TASK OBJECTIVE: Copy each line of the entries that includes the word "front".

=== AVAILABLE DATA ===

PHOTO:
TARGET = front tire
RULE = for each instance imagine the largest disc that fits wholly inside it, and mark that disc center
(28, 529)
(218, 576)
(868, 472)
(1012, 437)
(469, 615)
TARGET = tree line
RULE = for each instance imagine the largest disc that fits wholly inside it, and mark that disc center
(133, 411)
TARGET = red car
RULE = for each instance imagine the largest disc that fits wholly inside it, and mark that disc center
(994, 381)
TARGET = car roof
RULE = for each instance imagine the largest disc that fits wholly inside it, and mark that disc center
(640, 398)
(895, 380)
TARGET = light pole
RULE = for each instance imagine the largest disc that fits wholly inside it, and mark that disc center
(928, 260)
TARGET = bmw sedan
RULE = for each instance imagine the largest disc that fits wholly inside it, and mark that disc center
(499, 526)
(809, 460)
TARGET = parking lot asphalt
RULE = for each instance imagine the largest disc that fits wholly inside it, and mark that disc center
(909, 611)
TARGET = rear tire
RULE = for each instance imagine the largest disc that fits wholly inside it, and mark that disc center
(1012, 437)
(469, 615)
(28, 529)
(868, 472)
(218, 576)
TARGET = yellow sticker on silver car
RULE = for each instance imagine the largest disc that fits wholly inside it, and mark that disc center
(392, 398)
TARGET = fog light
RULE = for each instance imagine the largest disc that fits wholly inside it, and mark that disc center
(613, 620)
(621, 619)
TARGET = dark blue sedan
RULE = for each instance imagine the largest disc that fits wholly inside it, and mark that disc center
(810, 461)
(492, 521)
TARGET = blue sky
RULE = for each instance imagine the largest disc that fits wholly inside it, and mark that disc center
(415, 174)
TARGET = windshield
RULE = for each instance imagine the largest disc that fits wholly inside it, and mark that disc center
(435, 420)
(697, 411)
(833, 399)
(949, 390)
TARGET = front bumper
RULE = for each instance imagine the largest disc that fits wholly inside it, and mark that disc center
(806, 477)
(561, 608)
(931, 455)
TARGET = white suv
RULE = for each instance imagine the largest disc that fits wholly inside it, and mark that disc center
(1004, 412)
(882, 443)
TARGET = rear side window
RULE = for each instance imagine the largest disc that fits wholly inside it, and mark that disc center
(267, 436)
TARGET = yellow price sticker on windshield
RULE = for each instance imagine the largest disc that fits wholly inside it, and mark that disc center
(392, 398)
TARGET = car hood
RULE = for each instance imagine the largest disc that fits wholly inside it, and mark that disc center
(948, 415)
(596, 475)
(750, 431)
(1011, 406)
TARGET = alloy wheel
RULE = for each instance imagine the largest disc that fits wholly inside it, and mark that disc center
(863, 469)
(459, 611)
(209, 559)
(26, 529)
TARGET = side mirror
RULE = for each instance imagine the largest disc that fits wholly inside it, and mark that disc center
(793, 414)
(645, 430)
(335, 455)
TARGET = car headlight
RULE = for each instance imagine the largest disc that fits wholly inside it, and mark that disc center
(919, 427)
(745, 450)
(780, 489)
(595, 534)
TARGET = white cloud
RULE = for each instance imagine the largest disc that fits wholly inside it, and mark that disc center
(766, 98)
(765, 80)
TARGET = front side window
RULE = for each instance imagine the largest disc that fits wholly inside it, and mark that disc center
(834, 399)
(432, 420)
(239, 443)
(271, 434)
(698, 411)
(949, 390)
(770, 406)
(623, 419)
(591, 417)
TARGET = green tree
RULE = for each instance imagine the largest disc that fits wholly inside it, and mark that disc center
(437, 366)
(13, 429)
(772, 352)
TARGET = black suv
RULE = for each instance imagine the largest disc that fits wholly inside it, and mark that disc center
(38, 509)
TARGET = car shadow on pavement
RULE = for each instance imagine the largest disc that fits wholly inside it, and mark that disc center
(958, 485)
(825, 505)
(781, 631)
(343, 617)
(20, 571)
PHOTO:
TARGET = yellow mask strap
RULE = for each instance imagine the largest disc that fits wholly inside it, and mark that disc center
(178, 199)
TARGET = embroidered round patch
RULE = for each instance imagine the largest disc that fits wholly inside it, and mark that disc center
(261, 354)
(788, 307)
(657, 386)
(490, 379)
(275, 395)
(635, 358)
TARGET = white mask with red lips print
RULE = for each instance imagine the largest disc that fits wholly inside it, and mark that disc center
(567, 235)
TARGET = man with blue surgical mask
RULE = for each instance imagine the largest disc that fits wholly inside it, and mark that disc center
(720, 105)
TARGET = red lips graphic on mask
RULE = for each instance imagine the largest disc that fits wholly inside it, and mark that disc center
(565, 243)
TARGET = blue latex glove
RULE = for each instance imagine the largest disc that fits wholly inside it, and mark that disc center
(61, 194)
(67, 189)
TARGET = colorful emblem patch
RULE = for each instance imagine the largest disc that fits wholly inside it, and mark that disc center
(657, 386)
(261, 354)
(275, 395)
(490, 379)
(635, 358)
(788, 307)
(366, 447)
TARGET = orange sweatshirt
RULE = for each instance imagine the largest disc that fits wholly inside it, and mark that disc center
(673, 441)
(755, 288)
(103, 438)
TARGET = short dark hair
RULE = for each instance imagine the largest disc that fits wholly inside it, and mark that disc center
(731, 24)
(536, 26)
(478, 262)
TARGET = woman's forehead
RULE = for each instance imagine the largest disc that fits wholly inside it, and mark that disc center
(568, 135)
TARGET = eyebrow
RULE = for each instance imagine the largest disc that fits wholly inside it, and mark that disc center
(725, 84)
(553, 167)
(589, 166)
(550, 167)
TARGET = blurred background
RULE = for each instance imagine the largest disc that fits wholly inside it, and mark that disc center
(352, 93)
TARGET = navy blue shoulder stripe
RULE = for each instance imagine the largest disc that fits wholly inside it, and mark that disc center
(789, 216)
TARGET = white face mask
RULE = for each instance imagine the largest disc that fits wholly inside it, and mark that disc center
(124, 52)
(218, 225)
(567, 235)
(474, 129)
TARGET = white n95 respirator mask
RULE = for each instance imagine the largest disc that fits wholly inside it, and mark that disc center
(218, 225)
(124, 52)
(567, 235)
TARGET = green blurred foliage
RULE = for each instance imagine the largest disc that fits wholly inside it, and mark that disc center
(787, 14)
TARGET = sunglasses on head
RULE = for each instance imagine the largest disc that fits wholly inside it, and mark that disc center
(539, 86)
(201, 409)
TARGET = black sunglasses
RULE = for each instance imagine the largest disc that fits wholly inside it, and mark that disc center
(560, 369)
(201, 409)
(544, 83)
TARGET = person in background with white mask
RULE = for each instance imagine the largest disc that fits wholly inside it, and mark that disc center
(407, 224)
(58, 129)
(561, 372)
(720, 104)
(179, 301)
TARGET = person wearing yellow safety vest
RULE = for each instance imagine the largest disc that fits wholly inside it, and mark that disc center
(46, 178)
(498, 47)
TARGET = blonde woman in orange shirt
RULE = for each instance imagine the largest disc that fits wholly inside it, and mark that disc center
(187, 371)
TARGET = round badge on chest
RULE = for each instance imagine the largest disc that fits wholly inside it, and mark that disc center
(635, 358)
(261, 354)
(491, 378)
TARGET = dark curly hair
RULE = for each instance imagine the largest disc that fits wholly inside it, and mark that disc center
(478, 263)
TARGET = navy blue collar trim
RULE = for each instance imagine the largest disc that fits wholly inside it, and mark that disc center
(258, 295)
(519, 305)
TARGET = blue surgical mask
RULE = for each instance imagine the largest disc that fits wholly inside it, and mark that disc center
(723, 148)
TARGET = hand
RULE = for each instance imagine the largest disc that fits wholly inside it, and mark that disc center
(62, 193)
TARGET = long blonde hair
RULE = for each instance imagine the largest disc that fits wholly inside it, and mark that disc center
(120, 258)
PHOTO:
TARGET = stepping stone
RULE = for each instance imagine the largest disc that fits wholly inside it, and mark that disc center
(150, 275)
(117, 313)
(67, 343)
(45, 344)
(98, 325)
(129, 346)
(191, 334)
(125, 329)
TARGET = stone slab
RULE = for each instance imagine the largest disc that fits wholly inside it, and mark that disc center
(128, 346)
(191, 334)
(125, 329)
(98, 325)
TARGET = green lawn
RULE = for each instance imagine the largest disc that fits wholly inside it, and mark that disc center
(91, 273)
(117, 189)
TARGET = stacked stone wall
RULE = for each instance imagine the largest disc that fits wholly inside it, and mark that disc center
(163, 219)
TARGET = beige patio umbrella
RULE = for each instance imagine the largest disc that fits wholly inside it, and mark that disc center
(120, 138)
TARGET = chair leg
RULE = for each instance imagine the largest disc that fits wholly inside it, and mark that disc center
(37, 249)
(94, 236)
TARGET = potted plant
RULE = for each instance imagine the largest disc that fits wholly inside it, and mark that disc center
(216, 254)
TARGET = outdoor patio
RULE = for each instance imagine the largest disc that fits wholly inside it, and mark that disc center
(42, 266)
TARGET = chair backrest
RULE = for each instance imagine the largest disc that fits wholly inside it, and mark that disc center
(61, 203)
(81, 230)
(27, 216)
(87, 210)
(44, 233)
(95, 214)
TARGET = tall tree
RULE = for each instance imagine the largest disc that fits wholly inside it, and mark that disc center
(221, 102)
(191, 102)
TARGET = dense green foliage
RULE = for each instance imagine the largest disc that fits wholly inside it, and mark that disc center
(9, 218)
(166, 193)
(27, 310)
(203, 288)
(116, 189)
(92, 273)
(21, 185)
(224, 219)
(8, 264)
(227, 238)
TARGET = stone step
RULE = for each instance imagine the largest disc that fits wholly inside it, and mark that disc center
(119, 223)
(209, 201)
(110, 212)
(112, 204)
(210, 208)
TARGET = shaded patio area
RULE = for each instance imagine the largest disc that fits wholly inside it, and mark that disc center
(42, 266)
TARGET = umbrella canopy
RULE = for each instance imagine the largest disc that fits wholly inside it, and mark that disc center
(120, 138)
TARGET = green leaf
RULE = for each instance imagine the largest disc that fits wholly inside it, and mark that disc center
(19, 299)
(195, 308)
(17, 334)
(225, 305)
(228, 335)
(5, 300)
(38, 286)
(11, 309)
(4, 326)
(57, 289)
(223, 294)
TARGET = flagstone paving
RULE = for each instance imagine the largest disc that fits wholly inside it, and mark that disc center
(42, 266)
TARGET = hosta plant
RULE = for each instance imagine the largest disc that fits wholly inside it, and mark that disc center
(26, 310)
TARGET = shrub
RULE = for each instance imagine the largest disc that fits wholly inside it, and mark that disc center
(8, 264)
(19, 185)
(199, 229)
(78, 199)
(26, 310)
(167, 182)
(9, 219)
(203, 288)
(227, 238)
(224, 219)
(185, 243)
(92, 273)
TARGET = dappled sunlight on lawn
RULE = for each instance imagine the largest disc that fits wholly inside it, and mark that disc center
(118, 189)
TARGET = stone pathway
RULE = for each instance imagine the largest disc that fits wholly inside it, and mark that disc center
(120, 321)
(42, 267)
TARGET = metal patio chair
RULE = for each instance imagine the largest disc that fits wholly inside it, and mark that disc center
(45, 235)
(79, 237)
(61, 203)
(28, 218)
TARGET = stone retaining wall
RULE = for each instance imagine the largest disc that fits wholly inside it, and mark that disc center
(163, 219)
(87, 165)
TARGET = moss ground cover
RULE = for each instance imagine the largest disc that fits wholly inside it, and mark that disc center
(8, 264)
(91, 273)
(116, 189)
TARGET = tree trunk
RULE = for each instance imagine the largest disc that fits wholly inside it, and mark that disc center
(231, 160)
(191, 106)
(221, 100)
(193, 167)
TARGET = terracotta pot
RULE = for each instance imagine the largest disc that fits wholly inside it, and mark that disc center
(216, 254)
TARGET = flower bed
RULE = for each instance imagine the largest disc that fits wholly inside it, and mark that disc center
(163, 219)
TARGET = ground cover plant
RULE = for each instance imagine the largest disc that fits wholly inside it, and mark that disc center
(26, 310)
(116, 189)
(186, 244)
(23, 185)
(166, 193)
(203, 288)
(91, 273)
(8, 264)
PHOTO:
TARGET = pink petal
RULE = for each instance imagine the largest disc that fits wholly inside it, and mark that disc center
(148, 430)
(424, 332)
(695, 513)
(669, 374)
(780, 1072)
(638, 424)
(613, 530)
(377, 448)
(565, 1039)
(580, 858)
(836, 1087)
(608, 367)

===

OUTPUT OF THE TASK:
TARGET = front tire
TARGET = front bumper
TARGET = front side window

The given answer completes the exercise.